§ ASSIGNED TASK:
Within the data that follows, set down exactly the lines from the one containing "[[292, 217], [526, 388], [796, 407], [138, 351]]" through the one containing "[[528, 236], [799, 551], [1189, 315]]", both ends included.

§ EXERCISE INPUT:
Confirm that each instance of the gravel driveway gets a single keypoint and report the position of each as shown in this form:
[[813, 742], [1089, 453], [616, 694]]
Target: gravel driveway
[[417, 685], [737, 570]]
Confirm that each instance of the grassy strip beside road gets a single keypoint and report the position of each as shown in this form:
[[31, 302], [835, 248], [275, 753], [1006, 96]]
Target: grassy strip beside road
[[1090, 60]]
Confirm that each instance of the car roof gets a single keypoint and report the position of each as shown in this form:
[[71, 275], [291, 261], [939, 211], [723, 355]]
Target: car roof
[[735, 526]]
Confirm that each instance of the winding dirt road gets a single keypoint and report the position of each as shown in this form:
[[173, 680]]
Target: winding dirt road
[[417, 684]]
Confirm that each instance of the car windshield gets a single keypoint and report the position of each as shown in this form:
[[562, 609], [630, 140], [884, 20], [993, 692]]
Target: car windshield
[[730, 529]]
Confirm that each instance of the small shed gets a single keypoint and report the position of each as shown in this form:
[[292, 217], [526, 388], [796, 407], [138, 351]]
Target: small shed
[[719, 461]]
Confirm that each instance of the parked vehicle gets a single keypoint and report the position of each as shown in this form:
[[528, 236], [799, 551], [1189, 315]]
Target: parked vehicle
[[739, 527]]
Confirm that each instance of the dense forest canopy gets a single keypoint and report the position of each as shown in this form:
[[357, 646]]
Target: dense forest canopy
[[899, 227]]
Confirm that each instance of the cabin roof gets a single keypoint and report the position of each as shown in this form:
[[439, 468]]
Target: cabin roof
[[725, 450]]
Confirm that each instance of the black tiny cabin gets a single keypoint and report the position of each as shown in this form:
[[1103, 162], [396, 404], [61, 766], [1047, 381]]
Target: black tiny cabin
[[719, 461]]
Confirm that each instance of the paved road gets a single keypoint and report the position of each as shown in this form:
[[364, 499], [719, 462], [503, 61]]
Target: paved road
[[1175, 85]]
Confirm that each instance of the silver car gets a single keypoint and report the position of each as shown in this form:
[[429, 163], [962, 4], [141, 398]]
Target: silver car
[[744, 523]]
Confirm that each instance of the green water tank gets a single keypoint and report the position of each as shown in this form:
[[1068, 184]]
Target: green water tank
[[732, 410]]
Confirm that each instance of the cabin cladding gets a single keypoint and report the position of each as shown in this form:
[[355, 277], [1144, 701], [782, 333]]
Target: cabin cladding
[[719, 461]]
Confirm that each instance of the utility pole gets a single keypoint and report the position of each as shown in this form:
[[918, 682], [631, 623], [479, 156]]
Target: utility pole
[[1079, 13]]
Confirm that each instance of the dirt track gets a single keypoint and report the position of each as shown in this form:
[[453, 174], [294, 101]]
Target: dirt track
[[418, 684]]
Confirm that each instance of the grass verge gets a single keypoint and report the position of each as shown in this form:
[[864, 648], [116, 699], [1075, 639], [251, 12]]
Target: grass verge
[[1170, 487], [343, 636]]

§ SOLUTION BELOW:
[[292, 217], [526, 388], [796, 407], [138, 351]]
Target: small shed
[[719, 461]]
Confirm that each instance of the parked vehicle gets a single keypoint and report the position of each as shown in this form:
[[528, 236], [799, 551], [1189, 315]]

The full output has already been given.